Records for processing.
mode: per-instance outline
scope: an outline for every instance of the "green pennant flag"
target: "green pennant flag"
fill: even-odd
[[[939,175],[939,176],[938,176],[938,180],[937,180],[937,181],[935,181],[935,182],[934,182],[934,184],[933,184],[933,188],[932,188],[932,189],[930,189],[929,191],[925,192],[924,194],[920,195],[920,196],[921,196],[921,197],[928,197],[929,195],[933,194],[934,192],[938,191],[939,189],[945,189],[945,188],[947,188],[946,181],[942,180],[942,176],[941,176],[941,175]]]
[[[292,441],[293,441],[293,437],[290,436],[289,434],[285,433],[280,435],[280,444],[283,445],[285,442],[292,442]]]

Prompt. Copy each line of the entries that includes the word "green".

Finished exercise.
scope: an outline for every instance of the "green pennant flag"
target: "green pennant flag"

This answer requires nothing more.